• **Objective**
Rewrite the material beginning at the line that contains "Find the **blurred" and stopping after the line that contains "[[[92,101],[86,101],[86,107],[91,107],[94,105],[94,100]]]", replacing "blurred background" with "out-of-focus background" and leaving everything else unchanged.

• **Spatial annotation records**
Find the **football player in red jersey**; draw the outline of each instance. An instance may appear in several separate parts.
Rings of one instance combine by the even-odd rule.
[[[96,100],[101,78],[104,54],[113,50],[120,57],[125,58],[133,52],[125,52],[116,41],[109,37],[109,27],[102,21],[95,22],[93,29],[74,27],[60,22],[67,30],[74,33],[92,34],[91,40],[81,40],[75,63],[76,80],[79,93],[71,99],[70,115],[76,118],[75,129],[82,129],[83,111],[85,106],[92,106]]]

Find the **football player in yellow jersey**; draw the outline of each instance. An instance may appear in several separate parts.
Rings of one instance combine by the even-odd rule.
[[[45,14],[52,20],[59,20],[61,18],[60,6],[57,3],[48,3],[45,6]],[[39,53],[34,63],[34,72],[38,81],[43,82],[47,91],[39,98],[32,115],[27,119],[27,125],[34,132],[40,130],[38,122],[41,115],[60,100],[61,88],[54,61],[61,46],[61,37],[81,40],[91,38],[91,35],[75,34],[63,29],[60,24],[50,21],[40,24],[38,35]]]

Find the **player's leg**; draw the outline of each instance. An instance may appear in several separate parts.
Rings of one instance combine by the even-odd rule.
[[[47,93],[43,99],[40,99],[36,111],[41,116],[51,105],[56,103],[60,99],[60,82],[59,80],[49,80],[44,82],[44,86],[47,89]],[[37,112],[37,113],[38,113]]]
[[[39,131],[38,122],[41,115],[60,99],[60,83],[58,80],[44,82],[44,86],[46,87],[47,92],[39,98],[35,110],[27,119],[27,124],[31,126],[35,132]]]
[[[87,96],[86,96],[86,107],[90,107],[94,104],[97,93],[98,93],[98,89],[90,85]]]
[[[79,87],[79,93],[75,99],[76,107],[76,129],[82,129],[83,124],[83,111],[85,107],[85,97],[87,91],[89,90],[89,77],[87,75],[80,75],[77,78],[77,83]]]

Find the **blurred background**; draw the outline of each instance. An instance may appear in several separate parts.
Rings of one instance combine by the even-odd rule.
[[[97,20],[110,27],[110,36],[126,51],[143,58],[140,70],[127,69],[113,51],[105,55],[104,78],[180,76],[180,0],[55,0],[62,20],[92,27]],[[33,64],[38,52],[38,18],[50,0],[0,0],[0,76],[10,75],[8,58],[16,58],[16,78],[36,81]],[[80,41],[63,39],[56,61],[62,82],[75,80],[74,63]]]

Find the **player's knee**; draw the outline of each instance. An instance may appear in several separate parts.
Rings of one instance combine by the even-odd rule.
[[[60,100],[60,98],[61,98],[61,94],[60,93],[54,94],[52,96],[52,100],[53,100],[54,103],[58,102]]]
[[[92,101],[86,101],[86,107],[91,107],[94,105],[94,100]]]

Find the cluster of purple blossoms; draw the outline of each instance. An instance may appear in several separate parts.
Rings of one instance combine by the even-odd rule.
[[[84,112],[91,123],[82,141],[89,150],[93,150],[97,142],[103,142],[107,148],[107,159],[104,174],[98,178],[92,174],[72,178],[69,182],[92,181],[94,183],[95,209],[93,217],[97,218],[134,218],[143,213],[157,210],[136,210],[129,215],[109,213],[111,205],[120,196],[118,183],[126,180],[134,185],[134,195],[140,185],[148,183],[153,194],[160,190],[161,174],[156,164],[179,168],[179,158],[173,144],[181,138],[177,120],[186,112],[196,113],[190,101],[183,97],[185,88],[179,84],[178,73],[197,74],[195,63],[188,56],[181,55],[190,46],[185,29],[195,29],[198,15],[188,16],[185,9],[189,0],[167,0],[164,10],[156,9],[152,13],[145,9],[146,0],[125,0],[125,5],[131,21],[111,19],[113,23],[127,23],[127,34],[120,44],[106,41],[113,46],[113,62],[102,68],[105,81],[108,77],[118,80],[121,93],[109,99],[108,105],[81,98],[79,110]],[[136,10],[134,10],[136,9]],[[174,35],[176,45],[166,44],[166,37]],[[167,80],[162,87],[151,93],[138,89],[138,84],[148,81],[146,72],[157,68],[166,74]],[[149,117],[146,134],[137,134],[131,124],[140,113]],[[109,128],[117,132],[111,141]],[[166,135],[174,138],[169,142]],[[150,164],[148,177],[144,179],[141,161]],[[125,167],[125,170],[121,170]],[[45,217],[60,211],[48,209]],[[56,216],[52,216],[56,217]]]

• **Solution to this exercise**
Find the **out-of-focus background**; draw the outline of each instance. An instance may appear in several separate parts.
Rings of one instance combine by the even-odd rule.
[[[97,20],[110,27],[110,36],[126,51],[143,58],[140,70],[127,69],[113,51],[105,55],[104,78],[180,76],[180,0],[55,0],[62,20],[92,27]],[[33,64],[38,52],[38,18],[50,0],[0,0],[0,76],[10,75],[8,58],[16,58],[16,78],[36,81]],[[80,41],[63,39],[56,61],[62,82],[75,80],[74,63]]]

Find the **player's knee**; draw the outline of each instance. An instance may appear in several separate parts.
Rings of one instance combine by the even-odd rule.
[[[60,100],[60,98],[61,98],[61,94],[60,93],[54,94],[52,96],[52,100],[53,100],[54,103],[58,102]]]
[[[92,101],[86,101],[86,107],[91,107],[94,105],[94,100]]]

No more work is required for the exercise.